━━━ Texte ━━━
90. Aux termes du dernier paragraphe de l'art. 15, les dommages-intérêts ne peuvent être inférieurs à l'amende simple prononcée par le jugement. Votre commission a trouvé que, dans certains cas, cette fixation de minimum serait exagérée, car les dommages-intérêts sont la réparation du préjudice causé à autrui, et ce préjudice résulte d'un fait matériel indépendant de l'appréciation des circonstances qui l'ont accompagné. Si la loi, dans l'intérêt de la vindicte publique, a gradué les peines en raison de ces circonstances, le tort matériel souffert n'en est pas plus grand ; dès lors le chiffre de l'amende ne peut servir de base invariable à celui des dommages-intérêts. Toutefois, il est bon que les dommages-intérêts no soient pas immodérément réduits, et c'est dans l'intention d'atteindre co but que votre commission vous propose d'en fixer le minimum à 25 fr.

91. L'art. 16 reproduit les dispositions du droit commun, qui veulent que la peine la plus forte soit seule prononcée mais il est utile de faire remarquer qu'il n'est applicable qu'aux délits qui ont été commis avant la déclaration du procès-verbal, et que dès lors ceux qui ont été commis postérieurement doivent être punis. Quant à l'art. 17, votre commission l'approuve, en réduisant à cinq ans le temps pendant lequel les tribunaux pourront priver du droit d'obtenir un permis de chasse.
━━━ Entrées ━━━
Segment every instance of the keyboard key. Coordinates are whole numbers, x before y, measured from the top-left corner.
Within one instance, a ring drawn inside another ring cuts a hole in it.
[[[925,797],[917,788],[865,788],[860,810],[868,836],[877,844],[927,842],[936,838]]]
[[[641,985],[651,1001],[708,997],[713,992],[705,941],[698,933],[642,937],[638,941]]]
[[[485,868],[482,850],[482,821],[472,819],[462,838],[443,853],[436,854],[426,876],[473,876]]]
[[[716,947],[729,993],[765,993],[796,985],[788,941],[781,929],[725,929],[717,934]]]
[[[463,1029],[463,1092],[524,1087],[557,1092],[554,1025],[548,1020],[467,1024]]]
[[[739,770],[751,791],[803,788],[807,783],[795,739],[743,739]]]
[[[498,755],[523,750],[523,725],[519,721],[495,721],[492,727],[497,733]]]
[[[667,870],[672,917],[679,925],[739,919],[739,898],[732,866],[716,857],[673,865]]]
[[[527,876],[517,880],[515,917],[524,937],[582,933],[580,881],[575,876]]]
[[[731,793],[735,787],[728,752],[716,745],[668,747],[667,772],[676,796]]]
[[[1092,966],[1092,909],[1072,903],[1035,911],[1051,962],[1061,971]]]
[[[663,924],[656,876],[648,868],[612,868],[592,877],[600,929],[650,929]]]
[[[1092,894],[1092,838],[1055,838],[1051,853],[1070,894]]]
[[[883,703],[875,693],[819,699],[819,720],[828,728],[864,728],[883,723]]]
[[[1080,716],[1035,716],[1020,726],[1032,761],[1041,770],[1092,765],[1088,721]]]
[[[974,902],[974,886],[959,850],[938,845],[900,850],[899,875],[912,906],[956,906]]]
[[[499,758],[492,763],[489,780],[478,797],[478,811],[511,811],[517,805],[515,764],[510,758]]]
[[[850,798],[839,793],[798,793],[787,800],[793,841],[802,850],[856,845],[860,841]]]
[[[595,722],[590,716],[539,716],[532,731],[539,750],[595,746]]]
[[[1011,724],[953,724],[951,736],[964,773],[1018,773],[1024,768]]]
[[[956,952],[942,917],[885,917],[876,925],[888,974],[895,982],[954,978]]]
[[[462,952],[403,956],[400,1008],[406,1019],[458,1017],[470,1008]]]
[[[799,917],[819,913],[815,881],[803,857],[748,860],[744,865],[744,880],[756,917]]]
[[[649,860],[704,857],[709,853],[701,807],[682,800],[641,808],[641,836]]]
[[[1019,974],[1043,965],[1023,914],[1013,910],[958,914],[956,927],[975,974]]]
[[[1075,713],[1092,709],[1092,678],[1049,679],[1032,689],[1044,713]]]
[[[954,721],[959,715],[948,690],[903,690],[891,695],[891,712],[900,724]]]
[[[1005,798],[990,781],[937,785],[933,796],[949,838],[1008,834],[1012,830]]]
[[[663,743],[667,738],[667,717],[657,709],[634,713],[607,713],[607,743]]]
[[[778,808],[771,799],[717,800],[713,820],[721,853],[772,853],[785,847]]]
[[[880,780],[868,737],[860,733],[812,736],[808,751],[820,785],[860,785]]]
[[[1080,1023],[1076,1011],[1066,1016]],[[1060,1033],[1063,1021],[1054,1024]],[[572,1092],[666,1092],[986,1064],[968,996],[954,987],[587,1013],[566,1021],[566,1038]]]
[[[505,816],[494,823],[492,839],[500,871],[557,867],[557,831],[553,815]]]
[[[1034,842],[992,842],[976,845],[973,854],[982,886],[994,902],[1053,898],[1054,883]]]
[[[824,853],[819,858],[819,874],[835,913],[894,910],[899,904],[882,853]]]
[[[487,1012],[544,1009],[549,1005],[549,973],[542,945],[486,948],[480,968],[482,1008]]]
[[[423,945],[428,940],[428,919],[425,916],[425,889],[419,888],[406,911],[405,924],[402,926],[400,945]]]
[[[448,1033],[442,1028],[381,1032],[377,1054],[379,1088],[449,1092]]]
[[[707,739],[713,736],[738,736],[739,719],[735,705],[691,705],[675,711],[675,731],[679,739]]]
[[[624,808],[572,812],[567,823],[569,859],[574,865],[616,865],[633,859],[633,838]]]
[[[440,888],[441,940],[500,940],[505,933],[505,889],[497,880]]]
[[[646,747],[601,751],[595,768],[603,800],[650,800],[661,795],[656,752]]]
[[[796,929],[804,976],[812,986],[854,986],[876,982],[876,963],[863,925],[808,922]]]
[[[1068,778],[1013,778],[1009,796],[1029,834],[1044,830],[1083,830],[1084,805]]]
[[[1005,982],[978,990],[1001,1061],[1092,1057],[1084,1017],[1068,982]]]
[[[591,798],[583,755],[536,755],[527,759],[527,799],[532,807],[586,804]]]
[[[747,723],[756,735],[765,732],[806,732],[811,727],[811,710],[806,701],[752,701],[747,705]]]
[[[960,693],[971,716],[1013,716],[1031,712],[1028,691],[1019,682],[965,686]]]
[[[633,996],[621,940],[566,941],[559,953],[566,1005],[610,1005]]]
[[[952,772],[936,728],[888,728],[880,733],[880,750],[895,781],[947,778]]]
━━━
Consignes:
1: Répondez à ces questions sur l'extrait sur la loi de la chasse :
(a) Quel minimum la commission propose-t-elle de fixer pour les dommages-intérêts ?
(b) Selon l'art. 16, quelle peine doit seule être prononcée ?
(c) À combien d'années la commission réduit-elle le temps pendant lequel les tribunaux pourront priver du droit d'obtenir un permis de chasse ?
2: Rendez tel quel le passage de l'extrait sur la loi de la chasse qui commence à « 91. L'art. 16 » et se termine à « permis de chasse. ».
3: Reprenez l'extrait sur la loi de la chasse là où il s'arrête et poursuivez-le.
Les entrées n'ont aucun rôle ici.

Réponses:
1:
(a) 25 fr.
(b) La peine la plus forte.
(c) Cinq ans.

2:
91. L'art. 16 reproduit les dispositions du droit commun, qui veulent que la peine la plus forte soit seule prononcée mais il est utile de faire remarquer qu'il n'est applicable qu'aux délits qui ont été commis avant la déclaration du procès-verbal, et que dès lors ceux qui ont été commis postérieurement doivent être punis. Quant à l'art. 17, votre commission l'approuve, en réduisant à cinq ans le temps pendant lequel les tribunaux pourront priver du droit d'obtenir un permis de chasse.

3:
92. Jusqu'alors les gendarmes et les gardes recevaient une gratification par chacun des procès-verbaux, suivis de condamnation, qu'ils rapportaient en matière de délit de port d'armes de chasse et de pêche. Aux termes de l'art. 10, des ordonnances royales détermineront cette gratification; c'est maintenir le principe sans en régler le chiffre. L'art. 18 veut que le montant de cette gratification soit prélevé sur le produit des amendes; c'est en assurer le payement. Votre commission approuve toutes ces dispositions; mais elle ne peut approuver également l'attribution que le troisième paragraphe de cet article fait aux hospices du département, du tiers du surplus de ces amendes; car il existe des arrondissements dans lesquels on n'a pas créé d'hospices; il en existe dans lesquels les hospices sont simplement communaux; il en existe enfin dans lesquels les hospices reçoivent en même temps, et les habitants de la commune et ceux des communes de l'arrondissement. Quel sera le mode adopté pour déterminer l'attribution? Rigoureusement, ce serait aux seuls hospices de cette dernière catégorie que l'attribution devrait être faite, mais ce cas sera l'exception, car il existe peu d'hospices établis dans ces conditions; et comme les communes rurales, en général ne possèdent pas des excédants de ressources, votre commission vous propose de leur attribuer la totalité du surplus des amendes au lieu des deux tiers que le projet de loi leur accorde.

93. En s'occupant de réglementer ce qui est relatif à la preuve des délits, le projet de loi rappelle dans l'art. 20 les principes du droit commun, quant aux moyens de preuve. Votre commission donne son assentiment à cet article.

Mais dans les art. 21 et 22, les procès-verbaux se trouvent classés en deux catégories, dont les uns feront foi jusqu'à inscription de faux, et les autres jusqu'à preuve contraire seulement. -Votre commission n'a point approuvé en cette partie les idées du projet de loi; car elle verrait une innovation pour un cas spécial, et dans des circonstances qu'aucun fait ne semble justifier. Les fonctionnaires désignés dans l'art. 21 sont ou officiers de police auxiliaires, ou simplement officiers de police; et, dans aucun cas, même lorsqu'il s'agit de faits beaucoup plus graves que ceux relatifs aux délits de chasse, leurs procès-verbaux ne font pas foi jusqu'à inscription de faux: tel est l'état du droit. Quel serait donc le motif de changer cet état de choses? Serait-ce le besoin d'organiser la répression, la nécessité d'enlever à la mauvaise foi les moyens d'échapper à la condamnation par la facilité de combattre les procès-verbaux par des témoignages achetés à l'avance ou récompensés plus tard ? C'est ce que votre commission a dû examiner.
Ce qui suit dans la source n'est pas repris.